■ DIRECTIONS FOR THIS TASK ■
Look through the records, and wherever the string "trunk" turns up, copy out that line.

■ GIVEN RECORDS ■
★ ★ ★ ★ ★ ★ ★

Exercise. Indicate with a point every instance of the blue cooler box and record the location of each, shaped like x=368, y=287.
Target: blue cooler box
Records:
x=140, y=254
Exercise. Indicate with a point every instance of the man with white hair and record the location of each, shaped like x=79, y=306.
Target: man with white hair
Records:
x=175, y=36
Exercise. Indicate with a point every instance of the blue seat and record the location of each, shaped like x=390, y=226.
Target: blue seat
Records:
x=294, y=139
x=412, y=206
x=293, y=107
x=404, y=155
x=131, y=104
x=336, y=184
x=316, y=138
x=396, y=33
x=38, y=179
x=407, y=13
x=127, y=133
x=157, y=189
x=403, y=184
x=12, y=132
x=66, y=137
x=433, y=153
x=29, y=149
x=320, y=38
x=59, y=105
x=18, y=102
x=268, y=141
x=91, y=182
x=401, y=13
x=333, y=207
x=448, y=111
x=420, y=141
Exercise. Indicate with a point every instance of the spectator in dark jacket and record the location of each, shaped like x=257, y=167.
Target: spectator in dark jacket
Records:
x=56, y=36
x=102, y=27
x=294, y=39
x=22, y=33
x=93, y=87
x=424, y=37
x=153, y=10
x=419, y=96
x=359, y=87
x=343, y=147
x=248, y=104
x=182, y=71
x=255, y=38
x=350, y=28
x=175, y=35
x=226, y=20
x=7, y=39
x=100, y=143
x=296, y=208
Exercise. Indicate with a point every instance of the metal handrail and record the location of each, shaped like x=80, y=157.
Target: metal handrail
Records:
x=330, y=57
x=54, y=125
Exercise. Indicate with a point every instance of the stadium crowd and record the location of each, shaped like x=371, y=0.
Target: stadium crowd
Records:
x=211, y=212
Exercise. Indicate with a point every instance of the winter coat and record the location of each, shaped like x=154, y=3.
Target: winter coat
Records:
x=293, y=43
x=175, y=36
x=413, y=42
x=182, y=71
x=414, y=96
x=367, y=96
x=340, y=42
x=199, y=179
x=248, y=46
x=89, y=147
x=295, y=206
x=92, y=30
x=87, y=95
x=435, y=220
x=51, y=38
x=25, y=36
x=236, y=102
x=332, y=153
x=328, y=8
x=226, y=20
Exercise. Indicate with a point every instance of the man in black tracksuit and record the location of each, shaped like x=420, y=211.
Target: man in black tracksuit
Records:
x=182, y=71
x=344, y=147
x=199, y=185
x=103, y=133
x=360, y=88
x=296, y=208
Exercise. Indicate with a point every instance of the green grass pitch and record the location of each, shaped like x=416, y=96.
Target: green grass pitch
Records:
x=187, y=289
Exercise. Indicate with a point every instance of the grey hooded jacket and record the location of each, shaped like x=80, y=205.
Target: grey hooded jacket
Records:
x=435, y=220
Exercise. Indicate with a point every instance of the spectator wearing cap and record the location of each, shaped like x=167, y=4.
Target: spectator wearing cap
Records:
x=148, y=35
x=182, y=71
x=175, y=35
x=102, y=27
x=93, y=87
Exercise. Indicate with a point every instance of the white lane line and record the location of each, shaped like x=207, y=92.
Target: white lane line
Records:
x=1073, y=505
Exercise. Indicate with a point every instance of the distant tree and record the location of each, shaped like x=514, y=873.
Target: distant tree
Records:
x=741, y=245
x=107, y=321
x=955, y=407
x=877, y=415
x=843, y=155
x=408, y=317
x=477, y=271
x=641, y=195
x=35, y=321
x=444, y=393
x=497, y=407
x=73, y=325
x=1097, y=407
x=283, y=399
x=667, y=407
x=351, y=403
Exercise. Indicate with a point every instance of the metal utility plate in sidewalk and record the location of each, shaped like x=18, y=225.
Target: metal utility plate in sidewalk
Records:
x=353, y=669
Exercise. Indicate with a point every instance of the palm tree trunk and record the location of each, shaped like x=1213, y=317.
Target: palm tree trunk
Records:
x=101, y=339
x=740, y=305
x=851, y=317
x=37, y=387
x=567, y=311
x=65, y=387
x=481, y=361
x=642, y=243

★ ★ ★ ★ ★ ★ ★

■ EXERCISE ANSWER ■
Exercise. Indicate with a point every instance of the palm tree trunk and record the location of each, shaped like x=1213, y=317.
Target: palm tree trunk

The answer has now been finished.